* Stated problem A
In the text on the Episcopal Conference of Honduras, copy the portion starting with "Episcopal conferences have" and going on through "Suos in 1998.".
* Stated problem B
Translate this sentence from the text on the Episcopal Conference of Honduras into Spanish: "Current rules provide for a president to be elected to a three-year term, which can be renewed once."
Reading passage start
The Episcopal Conference of Honduras () is an institution of the Catholic Church that brings together the bishops of Honduras to establish policies and programs for pastoral government.

Function 
The Episcopal Conference of Honduras is a permanent institution of the Catholic Church whose membership comprises all the country's diocesan bishops and their peers, including coadjutors, auxiliaries, and emeriti. As a conference they jointly exercise some pastoral functions as the times and society require.

Episcopal conferences have long existed as informal bodies, but they were established as formal entities by the Second Vatican Council and implemented by Pope Paul VI in Ecclesiae Sanctae in 1966. Their work is governed by the Code of Canon Law and the nature of their magisterial authority was clarified by Pope John Paul II in Apostolos Suos in 1998.

Its leadership positions are filled by election in which all the members of the conference can participate. Current rules provide for a president to be elected to a three-year term, which can be renewed once.
Reading passage end
Listed entries start
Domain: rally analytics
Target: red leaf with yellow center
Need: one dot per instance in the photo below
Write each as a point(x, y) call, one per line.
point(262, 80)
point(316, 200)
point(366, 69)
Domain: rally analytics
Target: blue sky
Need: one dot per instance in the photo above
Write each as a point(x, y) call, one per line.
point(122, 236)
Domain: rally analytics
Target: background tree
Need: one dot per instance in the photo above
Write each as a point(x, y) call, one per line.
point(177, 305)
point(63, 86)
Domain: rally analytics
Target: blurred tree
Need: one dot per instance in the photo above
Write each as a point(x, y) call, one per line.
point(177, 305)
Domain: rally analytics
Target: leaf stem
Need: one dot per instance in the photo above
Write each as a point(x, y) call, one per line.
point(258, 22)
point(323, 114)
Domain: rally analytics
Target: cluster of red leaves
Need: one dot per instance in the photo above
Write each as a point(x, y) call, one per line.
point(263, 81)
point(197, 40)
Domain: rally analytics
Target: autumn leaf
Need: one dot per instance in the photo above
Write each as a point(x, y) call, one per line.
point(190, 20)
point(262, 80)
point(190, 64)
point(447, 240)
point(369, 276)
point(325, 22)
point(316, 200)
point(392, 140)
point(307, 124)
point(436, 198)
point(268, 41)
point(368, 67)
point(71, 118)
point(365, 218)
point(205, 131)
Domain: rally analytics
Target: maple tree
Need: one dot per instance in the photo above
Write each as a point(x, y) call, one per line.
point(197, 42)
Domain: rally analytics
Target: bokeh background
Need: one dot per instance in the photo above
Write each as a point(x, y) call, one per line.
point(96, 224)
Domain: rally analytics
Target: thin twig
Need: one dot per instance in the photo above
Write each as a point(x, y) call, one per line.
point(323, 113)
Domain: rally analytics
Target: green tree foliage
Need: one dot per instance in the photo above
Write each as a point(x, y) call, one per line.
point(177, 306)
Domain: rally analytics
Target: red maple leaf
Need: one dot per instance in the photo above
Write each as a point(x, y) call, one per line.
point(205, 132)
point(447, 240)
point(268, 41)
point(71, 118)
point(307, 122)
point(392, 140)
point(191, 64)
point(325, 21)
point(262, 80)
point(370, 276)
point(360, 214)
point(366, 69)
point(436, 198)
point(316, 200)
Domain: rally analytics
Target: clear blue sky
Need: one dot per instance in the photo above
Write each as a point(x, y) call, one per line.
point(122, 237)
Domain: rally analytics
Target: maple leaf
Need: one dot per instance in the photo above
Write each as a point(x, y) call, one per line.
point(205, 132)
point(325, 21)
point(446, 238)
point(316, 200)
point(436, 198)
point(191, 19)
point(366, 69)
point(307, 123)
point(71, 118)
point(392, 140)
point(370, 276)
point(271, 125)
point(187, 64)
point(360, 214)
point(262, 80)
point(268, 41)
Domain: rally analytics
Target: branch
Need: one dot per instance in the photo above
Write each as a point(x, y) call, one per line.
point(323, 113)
Listed entries end
* Exercise response A
Episcopal conferences have long existed as informal bodies, but they were established as formal entities by the Second Vatican Council and implemented by Pope Paul VI in Ecclesiae Sanctae in 1966. Their work is governed by the Code of Canon Law and the nature of their magisterial authority was clarified by Pope John Paul II in Apostolos Suos in 1998.

* Exercise response B
Las normas vigentes establecen que el presidente sea elegido para un mandato de tres años, que puede renovarse una vez.